[Segmentation mask data]

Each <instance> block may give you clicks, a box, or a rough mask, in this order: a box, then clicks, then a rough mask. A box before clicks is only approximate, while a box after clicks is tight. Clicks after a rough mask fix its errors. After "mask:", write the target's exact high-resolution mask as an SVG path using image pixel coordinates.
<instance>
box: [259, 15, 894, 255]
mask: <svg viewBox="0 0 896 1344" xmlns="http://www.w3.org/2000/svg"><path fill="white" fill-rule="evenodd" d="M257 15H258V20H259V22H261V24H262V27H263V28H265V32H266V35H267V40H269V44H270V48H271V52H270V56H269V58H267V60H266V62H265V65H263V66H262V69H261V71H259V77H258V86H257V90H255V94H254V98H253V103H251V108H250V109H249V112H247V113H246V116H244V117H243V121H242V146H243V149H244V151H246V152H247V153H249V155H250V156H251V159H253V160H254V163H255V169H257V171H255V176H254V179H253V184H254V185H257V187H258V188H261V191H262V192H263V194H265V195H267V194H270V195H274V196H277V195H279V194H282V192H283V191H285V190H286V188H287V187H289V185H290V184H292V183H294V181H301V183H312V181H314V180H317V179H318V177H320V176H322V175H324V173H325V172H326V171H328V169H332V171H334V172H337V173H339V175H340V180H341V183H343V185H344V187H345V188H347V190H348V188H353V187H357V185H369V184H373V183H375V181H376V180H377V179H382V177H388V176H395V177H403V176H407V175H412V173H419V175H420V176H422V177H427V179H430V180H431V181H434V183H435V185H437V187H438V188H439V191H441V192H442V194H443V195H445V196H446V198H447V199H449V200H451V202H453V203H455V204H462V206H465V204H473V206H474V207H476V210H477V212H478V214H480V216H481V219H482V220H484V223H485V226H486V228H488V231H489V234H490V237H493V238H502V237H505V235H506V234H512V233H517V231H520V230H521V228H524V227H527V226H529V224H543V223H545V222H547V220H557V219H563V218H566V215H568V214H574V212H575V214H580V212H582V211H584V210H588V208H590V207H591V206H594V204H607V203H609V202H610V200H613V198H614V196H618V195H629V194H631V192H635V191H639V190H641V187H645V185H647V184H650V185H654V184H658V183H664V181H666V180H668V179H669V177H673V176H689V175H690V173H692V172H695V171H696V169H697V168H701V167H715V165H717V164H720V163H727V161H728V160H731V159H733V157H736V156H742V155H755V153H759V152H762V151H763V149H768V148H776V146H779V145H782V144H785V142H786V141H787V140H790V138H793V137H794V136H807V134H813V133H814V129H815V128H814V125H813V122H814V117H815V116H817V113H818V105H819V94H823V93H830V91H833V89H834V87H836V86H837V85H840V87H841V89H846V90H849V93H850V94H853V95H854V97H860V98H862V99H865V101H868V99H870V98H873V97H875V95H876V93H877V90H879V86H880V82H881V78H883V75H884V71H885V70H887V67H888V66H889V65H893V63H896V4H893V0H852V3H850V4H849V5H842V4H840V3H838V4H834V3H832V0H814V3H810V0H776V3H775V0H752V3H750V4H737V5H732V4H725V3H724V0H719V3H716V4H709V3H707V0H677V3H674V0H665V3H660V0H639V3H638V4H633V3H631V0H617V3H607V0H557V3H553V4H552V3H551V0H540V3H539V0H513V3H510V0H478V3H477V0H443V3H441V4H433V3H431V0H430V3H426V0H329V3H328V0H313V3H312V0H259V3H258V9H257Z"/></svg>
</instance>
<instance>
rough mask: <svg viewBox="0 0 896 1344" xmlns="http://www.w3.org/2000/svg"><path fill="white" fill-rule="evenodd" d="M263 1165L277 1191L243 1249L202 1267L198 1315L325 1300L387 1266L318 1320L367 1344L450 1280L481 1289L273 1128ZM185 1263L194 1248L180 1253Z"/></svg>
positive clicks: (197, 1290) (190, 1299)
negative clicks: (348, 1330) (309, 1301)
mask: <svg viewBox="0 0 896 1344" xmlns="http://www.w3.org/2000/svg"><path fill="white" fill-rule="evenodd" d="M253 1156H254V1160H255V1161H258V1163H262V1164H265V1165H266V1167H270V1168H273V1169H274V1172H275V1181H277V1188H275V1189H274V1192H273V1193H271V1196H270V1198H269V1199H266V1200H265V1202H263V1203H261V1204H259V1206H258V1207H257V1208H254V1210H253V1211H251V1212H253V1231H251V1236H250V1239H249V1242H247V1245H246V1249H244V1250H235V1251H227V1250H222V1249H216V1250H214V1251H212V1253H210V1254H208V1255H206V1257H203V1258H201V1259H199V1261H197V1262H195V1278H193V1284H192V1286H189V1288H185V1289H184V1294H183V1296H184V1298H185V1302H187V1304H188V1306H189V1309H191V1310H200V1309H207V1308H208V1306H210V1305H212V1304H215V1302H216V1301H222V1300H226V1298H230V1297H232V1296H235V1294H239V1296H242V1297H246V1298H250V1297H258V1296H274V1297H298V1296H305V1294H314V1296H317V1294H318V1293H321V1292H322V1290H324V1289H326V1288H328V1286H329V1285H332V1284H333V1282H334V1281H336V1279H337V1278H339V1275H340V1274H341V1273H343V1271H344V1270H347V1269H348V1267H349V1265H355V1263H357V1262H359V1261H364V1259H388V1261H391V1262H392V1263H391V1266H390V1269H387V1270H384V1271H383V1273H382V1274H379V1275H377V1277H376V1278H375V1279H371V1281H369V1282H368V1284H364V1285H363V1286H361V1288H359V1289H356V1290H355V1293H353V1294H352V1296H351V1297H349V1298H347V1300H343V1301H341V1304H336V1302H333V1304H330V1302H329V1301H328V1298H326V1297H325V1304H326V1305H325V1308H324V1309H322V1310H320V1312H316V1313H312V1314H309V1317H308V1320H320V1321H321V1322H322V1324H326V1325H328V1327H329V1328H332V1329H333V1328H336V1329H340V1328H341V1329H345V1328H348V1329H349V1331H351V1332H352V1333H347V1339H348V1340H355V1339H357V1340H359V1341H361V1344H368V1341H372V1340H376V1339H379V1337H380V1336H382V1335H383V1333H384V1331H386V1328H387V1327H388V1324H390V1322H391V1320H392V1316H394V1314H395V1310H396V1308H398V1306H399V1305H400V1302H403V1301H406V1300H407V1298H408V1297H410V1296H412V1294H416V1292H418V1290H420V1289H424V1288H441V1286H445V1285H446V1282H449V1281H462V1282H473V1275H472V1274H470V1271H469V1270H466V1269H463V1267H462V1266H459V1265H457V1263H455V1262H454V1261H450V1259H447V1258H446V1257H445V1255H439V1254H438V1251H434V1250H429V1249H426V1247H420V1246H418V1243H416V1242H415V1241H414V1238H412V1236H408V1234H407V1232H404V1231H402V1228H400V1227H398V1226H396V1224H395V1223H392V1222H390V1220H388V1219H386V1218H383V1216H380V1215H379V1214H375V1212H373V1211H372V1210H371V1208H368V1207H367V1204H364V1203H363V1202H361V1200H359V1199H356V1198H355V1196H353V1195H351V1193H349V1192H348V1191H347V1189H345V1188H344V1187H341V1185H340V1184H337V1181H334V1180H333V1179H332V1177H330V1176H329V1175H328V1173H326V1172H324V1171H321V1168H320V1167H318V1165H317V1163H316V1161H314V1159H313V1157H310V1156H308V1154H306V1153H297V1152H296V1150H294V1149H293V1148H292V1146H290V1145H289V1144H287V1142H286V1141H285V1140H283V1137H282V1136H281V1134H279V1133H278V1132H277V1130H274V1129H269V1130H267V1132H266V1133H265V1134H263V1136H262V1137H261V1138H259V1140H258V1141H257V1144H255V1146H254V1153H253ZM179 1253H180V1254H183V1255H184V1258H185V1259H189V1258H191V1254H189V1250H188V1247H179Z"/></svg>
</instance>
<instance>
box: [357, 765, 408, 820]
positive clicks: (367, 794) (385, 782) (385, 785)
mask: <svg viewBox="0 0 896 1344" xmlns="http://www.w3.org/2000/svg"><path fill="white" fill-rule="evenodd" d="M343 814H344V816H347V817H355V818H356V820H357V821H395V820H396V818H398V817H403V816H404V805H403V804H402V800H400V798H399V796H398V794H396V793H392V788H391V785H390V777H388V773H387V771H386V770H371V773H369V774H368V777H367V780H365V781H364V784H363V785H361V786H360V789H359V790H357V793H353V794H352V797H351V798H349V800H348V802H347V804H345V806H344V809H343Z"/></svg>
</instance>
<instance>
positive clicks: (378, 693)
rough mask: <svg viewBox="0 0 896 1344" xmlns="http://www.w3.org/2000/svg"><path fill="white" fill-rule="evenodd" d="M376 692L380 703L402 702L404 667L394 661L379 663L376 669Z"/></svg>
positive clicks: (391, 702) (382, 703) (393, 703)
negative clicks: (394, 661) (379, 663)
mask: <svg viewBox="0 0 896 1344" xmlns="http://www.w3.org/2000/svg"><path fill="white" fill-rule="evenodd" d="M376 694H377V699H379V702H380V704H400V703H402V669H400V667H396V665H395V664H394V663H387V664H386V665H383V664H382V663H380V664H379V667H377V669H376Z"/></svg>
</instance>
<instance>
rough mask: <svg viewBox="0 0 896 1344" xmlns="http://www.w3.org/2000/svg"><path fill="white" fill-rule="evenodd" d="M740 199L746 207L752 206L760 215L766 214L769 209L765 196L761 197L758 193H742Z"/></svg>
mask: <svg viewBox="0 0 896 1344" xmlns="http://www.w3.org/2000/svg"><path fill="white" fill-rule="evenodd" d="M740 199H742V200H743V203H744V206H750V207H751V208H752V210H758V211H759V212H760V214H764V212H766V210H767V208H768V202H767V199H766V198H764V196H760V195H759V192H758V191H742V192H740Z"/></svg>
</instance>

The problem:
Repeat only the tail of the entries, exactly: the line containing "negative clicks: (394, 661) (379, 663)" and every line after it, to the end.

Answer to the exercise:
negative clicks: (394, 661) (379, 663)
mask: <svg viewBox="0 0 896 1344" xmlns="http://www.w3.org/2000/svg"><path fill="white" fill-rule="evenodd" d="M376 694H377V699H379V702H380V704H400V703H402V669H400V667H396V665H395V664H394V663H387V664H386V665H383V664H382V663H380V664H379V667H377V669H376Z"/></svg>
</instance>
<instance>
rough mask: <svg viewBox="0 0 896 1344" xmlns="http://www.w3.org/2000/svg"><path fill="white" fill-rule="evenodd" d="M740 199L746 207L752 206L760 215L766 214L769 209L765 196L761 197L758 193H742Z"/></svg>
mask: <svg viewBox="0 0 896 1344" xmlns="http://www.w3.org/2000/svg"><path fill="white" fill-rule="evenodd" d="M740 199H742V200H743V203H744V206H750V207H751V208H752V210H758V211H759V212H760V214H764V212H766V210H767V208H768V202H767V199H766V198H764V196H760V195H759V192H758V191H742V192H740Z"/></svg>
</instance>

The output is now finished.